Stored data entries
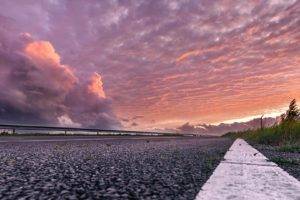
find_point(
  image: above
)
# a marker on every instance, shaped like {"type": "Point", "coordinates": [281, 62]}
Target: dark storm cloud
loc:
{"type": "Point", "coordinates": [35, 88]}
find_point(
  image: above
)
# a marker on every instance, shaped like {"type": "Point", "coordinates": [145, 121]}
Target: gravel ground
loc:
{"type": "Point", "coordinates": [112, 169]}
{"type": "Point", "coordinates": [288, 161]}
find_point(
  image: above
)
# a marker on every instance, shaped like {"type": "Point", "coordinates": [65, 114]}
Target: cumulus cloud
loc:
{"type": "Point", "coordinates": [222, 128]}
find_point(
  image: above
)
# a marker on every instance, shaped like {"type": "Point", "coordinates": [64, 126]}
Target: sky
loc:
{"type": "Point", "coordinates": [147, 65]}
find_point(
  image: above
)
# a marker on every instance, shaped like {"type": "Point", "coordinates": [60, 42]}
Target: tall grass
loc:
{"type": "Point", "coordinates": [287, 133]}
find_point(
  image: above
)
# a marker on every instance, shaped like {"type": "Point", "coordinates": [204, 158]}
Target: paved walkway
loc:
{"type": "Point", "coordinates": [247, 174]}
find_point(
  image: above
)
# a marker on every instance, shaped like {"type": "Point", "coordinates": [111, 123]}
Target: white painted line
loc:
{"type": "Point", "coordinates": [247, 174]}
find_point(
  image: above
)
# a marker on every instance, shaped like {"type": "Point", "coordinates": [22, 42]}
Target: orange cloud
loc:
{"type": "Point", "coordinates": [96, 86]}
{"type": "Point", "coordinates": [42, 51]}
{"type": "Point", "coordinates": [187, 54]}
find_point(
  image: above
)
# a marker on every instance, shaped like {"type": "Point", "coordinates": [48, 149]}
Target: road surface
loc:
{"type": "Point", "coordinates": [86, 167]}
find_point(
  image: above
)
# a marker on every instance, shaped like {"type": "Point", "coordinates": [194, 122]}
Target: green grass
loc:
{"type": "Point", "coordinates": [286, 135]}
{"type": "Point", "coordinates": [293, 148]}
{"type": "Point", "coordinates": [284, 161]}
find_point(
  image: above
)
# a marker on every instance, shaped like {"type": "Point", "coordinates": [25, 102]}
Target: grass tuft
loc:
{"type": "Point", "coordinates": [286, 135]}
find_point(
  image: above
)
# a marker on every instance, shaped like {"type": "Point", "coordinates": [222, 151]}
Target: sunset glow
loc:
{"type": "Point", "coordinates": [147, 65]}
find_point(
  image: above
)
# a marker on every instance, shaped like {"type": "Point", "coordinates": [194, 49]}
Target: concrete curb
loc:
{"type": "Point", "coordinates": [245, 173]}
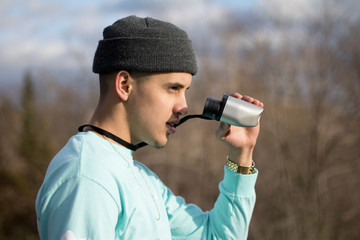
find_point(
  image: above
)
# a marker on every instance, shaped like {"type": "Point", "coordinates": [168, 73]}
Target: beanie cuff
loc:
{"type": "Point", "coordinates": [144, 55]}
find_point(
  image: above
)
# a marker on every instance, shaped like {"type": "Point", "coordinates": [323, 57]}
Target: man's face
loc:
{"type": "Point", "coordinates": [155, 104]}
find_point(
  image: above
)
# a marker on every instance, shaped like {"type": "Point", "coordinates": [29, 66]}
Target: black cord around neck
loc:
{"type": "Point", "coordinates": [129, 145]}
{"type": "Point", "coordinates": [113, 137]}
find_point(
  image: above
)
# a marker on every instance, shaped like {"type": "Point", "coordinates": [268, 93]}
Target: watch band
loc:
{"type": "Point", "coordinates": [239, 169]}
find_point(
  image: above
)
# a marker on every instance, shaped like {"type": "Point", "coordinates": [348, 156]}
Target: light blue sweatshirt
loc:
{"type": "Point", "coordinates": [95, 190]}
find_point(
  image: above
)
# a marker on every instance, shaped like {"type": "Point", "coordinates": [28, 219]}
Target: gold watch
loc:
{"type": "Point", "coordinates": [239, 169]}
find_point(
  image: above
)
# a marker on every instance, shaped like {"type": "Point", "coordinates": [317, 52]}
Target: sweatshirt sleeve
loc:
{"type": "Point", "coordinates": [230, 217]}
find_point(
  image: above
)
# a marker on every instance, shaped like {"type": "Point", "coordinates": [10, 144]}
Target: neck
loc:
{"type": "Point", "coordinates": [112, 118]}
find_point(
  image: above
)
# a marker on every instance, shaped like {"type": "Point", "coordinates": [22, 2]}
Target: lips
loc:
{"type": "Point", "coordinates": [171, 126]}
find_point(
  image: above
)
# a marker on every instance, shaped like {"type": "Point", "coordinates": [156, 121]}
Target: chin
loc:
{"type": "Point", "coordinates": [159, 143]}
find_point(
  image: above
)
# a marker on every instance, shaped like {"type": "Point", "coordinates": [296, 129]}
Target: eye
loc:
{"type": "Point", "coordinates": [174, 88]}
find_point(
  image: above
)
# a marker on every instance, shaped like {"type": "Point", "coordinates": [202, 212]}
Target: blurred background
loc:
{"type": "Point", "coordinates": [300, 57]}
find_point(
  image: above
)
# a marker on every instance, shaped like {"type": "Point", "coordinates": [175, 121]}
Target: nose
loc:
{"type": "Point", "coordinates": [181, 107]}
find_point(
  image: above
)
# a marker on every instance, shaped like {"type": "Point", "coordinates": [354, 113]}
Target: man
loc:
{"type": "Point", "coordinates": [93, 189]}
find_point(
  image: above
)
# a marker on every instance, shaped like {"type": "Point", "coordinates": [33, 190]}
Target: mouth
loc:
{"type": "Point", "coordinates": [171, 126]}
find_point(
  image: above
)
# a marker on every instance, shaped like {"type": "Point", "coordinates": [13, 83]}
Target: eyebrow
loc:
{"type": "Point", "coordinates": [178, 84]}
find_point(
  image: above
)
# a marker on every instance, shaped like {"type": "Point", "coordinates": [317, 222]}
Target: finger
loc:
{"type": "Point", "coordinates": [223, 130]}
{"type": "Point", "coordinates": [237, 95]}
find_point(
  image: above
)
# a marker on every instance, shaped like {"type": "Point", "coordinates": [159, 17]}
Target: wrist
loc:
{"type": "Point", "coordinates": [242, 157]}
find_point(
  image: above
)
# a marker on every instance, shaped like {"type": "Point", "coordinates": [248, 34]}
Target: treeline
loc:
{"type": "Point", "coordinates": [307, 154]}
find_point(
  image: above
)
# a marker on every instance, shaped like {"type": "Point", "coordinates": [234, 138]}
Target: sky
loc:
{"type": "Point", "coordinates": [63, 34]}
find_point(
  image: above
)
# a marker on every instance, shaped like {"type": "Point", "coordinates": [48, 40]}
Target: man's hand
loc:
{"type": "Point", "coordinates": [241, 140]}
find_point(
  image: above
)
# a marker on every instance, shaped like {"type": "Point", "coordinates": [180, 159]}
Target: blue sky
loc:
{"type": "Point", "coordinates": [63, 34]}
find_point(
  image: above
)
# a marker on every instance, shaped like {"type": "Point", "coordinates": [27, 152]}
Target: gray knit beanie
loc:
{"type": "Point", "coordinates": [145, 45]}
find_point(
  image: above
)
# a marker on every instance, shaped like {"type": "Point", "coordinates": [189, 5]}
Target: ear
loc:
{"type": "Point", "coordinates": [123, 85]}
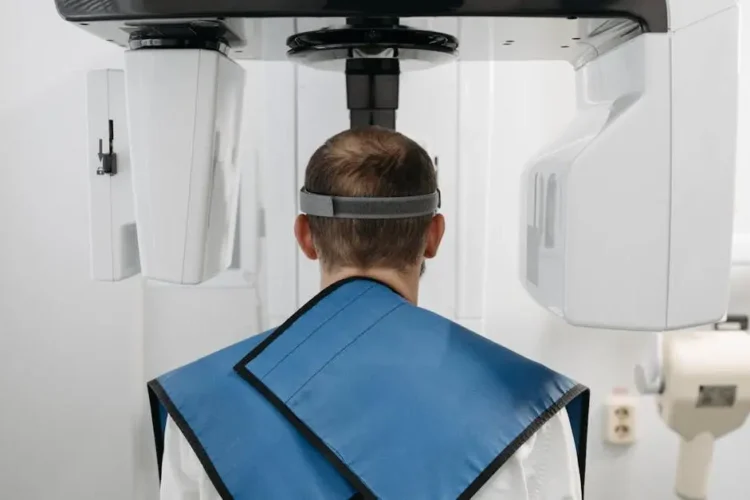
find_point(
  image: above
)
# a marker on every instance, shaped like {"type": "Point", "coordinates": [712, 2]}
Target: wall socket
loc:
{"type": "Point", "coordinates": [620, 419]}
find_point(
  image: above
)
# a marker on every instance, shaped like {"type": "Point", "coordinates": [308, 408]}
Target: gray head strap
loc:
{"type": "Point", "coordinates": [368, 208]}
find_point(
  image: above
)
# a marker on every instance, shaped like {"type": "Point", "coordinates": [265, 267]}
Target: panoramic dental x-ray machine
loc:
{"type": "Point", "coordinates": [627, 220]}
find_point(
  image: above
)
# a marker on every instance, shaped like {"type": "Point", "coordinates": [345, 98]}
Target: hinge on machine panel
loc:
{"type": "Point", "coordinates": [733, 322]}
{"type": "Point", "coordinates": [108, 161]}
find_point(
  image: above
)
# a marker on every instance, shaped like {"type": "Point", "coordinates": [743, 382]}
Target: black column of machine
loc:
{"type": "Point", "coordinates": [372, 83]}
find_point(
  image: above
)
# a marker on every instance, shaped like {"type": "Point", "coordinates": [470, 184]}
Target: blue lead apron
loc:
{"type": "Point", "coordinates": [362, 395]}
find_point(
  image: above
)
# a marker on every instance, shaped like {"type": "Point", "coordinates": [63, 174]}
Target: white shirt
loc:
{"type": "Point", "coordinates": [544, 468]}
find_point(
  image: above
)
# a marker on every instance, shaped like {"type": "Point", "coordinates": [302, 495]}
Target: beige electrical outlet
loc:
{"type": "Point", "coordinates": [620, 419]}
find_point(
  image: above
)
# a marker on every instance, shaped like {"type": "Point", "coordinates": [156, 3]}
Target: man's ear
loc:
{"type": "Point", "coordinates": [304, 237]}
{"type": "Point", "coordinates": [434, 236]}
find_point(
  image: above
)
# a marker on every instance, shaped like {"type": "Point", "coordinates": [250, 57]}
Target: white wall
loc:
{"type": "Point", "coordinates": [72, 361]}
{"type": "Point", "coordinates": [69, 347]}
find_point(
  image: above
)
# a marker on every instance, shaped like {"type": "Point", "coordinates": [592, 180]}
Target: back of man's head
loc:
{"type": "Point", "coordinates": [370, 162]}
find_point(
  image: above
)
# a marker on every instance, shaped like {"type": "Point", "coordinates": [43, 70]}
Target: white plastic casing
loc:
{"type": "Point", "coordinates": [114, 241]}
{"type": "Point", "coordinates": [184, 114]}
{"type": "Point", "coordinates": [627, 222]}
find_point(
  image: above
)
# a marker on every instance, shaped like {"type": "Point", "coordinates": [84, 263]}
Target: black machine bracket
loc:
{"type": "Point", "coordinates": [107, 161]}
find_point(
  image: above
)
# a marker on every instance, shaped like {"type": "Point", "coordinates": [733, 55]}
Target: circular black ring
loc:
{"type": "Point", "coordinates": [375, 38]}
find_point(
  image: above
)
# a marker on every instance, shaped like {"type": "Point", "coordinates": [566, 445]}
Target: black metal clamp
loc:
{"type": "Point", "coordinates": [107, 161]}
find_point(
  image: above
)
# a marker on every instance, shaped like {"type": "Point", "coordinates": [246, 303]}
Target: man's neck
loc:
{"type": "Point", "coordinates": [405, 283]}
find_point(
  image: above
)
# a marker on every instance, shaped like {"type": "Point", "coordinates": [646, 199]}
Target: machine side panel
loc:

Task item
The answer must be every line from the records above that contains the word "sweatshirt", copied in full.

Reply
Target: light blue sweatshirt
Target: sweatshirt sleeve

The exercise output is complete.